*WHAT IS BEING ASKED*. Take the line that contains "In this exercise you will spot the fence wire" and every line after it in the material below, and quote them exactly.

*EXCERPTED RECORDS*.
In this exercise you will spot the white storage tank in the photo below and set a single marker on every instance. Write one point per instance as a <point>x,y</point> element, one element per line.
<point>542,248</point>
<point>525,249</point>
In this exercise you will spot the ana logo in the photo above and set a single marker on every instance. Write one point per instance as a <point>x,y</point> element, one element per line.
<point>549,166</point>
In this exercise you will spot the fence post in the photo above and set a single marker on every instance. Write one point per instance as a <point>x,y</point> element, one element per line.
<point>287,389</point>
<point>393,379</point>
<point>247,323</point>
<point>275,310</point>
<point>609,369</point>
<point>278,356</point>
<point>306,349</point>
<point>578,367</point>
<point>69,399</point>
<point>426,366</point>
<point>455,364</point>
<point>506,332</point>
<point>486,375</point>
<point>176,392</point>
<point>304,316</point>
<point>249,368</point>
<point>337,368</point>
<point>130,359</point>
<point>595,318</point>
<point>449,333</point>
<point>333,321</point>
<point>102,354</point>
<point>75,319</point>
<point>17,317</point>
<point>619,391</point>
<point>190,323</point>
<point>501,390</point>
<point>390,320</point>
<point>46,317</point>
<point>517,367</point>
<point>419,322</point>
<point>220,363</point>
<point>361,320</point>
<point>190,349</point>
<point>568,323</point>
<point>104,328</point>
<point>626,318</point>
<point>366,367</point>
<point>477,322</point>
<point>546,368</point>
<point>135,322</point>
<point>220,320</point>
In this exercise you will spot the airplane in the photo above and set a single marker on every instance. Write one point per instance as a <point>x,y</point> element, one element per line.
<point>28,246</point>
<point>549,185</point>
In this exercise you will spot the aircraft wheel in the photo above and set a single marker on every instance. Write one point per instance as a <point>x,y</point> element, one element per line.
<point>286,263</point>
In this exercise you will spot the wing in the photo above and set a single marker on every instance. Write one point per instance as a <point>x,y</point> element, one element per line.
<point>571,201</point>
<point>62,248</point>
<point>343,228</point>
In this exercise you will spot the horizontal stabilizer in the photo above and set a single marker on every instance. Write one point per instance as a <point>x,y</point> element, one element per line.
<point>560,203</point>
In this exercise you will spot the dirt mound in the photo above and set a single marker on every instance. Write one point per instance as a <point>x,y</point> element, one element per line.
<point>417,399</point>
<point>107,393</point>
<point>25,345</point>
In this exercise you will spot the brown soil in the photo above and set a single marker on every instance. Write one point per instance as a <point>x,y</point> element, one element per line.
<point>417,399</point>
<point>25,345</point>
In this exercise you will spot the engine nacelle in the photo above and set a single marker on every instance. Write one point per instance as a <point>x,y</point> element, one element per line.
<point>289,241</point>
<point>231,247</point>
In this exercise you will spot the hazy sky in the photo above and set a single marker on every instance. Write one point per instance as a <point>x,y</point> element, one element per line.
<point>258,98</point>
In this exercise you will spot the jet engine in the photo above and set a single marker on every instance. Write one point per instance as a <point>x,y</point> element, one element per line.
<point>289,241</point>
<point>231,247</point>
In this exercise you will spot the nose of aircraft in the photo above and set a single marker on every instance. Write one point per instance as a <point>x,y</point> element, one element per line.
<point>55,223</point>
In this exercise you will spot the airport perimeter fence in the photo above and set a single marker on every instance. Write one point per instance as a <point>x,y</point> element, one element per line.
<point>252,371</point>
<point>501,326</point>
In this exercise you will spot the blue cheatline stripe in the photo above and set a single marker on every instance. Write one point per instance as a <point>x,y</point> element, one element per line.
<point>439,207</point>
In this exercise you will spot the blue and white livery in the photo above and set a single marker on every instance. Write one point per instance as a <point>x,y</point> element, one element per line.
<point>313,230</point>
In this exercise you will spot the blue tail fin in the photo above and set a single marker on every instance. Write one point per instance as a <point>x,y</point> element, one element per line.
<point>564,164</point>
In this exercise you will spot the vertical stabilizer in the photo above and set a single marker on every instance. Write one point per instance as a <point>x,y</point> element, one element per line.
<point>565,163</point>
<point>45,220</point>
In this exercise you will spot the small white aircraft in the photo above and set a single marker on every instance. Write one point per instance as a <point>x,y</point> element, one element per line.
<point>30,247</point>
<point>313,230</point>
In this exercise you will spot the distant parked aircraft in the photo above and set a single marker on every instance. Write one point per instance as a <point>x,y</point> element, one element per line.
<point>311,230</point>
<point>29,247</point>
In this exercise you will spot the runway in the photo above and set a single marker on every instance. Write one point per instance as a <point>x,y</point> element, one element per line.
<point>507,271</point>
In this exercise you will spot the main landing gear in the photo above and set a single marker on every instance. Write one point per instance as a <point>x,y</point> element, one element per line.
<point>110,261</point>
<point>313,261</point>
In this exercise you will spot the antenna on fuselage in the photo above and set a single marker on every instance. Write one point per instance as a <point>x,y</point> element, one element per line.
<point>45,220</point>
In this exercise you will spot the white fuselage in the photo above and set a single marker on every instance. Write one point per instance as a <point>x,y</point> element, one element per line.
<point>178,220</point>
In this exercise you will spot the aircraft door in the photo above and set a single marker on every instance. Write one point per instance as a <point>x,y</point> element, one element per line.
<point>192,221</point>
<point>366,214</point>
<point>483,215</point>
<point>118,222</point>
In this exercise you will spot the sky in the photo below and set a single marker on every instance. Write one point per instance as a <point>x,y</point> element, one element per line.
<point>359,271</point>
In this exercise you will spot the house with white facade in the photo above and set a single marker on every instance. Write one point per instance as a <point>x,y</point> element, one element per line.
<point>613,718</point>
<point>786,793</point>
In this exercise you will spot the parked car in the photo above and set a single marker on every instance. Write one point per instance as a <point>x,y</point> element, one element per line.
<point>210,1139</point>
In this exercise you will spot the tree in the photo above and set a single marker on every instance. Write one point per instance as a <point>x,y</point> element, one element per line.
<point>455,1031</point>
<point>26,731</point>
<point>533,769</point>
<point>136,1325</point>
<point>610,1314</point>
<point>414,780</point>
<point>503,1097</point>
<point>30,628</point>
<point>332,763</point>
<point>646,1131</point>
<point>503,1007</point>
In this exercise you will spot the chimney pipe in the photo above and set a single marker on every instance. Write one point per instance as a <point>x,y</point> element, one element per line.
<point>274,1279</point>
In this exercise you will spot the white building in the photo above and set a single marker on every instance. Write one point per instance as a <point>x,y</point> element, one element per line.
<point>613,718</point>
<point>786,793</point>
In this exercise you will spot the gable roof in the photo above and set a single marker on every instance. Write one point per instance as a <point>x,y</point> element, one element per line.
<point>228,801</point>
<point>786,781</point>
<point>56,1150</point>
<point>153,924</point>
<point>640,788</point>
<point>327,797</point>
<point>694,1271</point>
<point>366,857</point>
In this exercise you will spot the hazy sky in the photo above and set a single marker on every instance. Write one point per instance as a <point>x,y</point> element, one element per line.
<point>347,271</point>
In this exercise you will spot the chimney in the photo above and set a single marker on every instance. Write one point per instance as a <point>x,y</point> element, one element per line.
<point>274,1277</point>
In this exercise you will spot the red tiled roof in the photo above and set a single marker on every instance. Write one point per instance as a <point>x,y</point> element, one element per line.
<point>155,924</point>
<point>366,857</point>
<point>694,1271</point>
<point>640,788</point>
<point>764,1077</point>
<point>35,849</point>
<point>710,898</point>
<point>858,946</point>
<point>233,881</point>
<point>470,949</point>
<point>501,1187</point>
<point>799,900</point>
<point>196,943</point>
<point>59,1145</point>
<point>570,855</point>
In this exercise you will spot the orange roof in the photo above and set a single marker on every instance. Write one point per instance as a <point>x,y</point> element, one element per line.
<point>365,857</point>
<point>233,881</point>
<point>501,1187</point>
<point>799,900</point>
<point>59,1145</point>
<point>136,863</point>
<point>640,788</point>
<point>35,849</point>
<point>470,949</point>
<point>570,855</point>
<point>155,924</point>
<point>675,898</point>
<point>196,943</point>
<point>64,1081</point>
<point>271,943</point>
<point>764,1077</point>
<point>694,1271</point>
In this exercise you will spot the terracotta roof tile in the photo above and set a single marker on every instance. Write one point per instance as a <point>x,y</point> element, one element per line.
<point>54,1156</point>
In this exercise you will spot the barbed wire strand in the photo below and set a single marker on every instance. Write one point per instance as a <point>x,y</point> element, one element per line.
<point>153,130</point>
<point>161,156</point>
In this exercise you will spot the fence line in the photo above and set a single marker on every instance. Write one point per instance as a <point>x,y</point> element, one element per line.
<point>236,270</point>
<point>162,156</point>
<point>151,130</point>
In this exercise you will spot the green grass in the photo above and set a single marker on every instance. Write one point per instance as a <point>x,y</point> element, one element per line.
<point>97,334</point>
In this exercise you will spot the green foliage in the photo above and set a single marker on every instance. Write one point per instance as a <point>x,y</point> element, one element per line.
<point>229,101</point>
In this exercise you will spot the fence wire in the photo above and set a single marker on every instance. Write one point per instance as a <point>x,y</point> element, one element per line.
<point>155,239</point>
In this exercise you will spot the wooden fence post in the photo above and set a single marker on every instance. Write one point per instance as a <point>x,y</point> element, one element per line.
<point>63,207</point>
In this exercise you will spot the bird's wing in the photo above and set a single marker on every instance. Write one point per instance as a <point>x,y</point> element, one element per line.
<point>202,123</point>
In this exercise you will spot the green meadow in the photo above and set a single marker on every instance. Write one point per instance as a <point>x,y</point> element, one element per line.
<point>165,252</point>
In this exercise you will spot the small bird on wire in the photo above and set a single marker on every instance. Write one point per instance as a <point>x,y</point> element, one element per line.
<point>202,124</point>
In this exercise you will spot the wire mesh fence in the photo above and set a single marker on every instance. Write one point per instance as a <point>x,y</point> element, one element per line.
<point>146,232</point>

*ANSWER TO THIS PROBLEM*.
In this exercise you will spot the fence wire in the photo above and set a single marker on every instance. Write one point per instance as a <point>x,y</point> element, one element per line.
<point>155,239</point>
In this exercise you will spot the wooden fence post in the photo above and set a single marker on every instance. Write one point per instance as a <point>x,y</point> element, one element per line.
<point>63,207</point>
In this exercise you will spot the bird's wing in the photo above and set a single marker on every instance. Write one point per instance as a <point>x,y</point> element, one element per line.
<point>202,123</point>
In this exercise you will spot the green meadow in the photo above and set a single marker on every instance. Write one point per instance as a <point>x,y</point> element, one element per line.
<point>165,252</point>
In this exercise you will spot the small bird on wire in the photo above and set a single marker on every instance. Write one point per instance as a <point>x,y</point> element, one element per line.
<point>202,124</point>
In this exercise you will spot the wire mesh fence in the photo above and set a single marker on every instance. Write one point per instance as a <point>x,y</point> element, one element per line.
<point>146,232</point>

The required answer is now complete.